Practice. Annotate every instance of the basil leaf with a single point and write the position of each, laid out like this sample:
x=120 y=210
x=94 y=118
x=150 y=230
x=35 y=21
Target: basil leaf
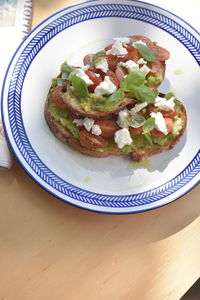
x=144 y=94
x=149 y=125
x=136 y=120
x=116 y=96
x=145 y=52
x=79 y=86
x=132 y=80
x=66 y=69
x=97 y=56
x=148 y=138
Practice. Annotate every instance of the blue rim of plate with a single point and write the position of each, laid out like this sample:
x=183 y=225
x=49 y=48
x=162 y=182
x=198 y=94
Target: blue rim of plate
x=68 y=18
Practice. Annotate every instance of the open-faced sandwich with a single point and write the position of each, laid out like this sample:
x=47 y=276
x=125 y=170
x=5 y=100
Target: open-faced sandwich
x=111 y=105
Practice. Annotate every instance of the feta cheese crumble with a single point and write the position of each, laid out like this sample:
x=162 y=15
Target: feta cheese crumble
x=122 y=138
x=164 y=104
x=102 y=64
x=81 y=73
x=106 y=87
x=122 y=119
x=117 y=49
x=159 y=122
x=130 y=65
x=139 y=42
x=96 y=129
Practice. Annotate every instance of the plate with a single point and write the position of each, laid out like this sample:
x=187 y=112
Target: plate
x=112 y=184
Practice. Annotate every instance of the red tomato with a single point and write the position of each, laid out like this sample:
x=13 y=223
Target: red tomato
x=96 y=80
x=135 y=38
x=57 y=98
x=169 y=124
x=112 y=61
x=133 y=53
x=113 y=78
x=120 y=72
x=137 y=131
x=160 y=53
x=168 y=113
x=108 y=127
x=90 y=140
x=155 y=67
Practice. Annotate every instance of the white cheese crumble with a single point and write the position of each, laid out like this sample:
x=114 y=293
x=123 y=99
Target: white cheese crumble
x=106 y=87
x=159 y=122
x=130 y=65
x=145 y=69
x=123 y=39
x=122 y=138
x=164 y=104
x=138 y=107
x=96 y=129
x=142 y=61
x=102 y=64
x=81 y=73
x=117 y=49
x=122 y=118
x=139 y=42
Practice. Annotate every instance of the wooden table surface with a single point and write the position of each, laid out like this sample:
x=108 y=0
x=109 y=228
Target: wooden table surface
x=50 y=250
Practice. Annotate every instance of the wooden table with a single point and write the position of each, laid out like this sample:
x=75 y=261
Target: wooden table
x=50 y=250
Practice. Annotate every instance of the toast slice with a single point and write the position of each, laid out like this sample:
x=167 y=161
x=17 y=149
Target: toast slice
x=60 y=121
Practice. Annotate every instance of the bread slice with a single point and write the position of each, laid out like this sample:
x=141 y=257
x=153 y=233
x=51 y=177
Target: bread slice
x=64 y=135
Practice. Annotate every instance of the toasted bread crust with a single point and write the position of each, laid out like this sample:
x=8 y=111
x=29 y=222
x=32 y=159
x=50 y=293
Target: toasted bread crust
x=66 y=137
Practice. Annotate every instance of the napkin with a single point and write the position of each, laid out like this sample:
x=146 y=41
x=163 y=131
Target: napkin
x=15 y=18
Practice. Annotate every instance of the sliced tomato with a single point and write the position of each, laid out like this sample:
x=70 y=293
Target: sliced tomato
x=136 y=38
x=88 y=60
x=113 y=77
x=155 y=67
x=90 y=140
x=112 y=60
x=108 y=127
x=95 y=79
x=160 y=53
x=121 y=72
x=108 y=47
x=168 y=113
x=169 y=124
x=137 y=131
x=57 y=98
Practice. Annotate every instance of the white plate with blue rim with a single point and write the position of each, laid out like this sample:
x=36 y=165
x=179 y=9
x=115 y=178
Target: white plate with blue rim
x=112 y=184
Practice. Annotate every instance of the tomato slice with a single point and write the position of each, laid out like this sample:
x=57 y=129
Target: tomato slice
x=95 y=79
x=155 y=67
x=90 y=140
x=137 y=131
x=57 y=98
x=169 y=124
x=136 y=38
x=108 y=127
x=160 y=53
x=113 y=78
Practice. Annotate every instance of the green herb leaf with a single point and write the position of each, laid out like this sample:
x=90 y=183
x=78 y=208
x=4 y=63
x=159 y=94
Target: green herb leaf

++++

◆ **Given request**
Copy everything from the line beginning "Practice. Annotate every instance of the tomato" down to the end of the material, including both ends. Add 119 to every x and y coordinate in the answer points, and leave the format samples unchanged.

◆ **Response to this task**
Practice. Annotate every instance of the tomato slice with a single point and write the position of each, laid out like this sample:
x=57 y=129
Target: tomato slice
x=214 y=198
x=274 y=186
x=209 y=259
x=256 y=250
x=176 y=217
x=288 y=243
x=255 y=157
x=227 y=246
x=279 y=172
x=232 y=197
Practice. Annotate every instance of the green herb leaf with a single point and write the position of each, laid out like this sample:
x=90 y=183
x=78 y=208
x=4 y=63
x=159 y=94
Target: green herb leaf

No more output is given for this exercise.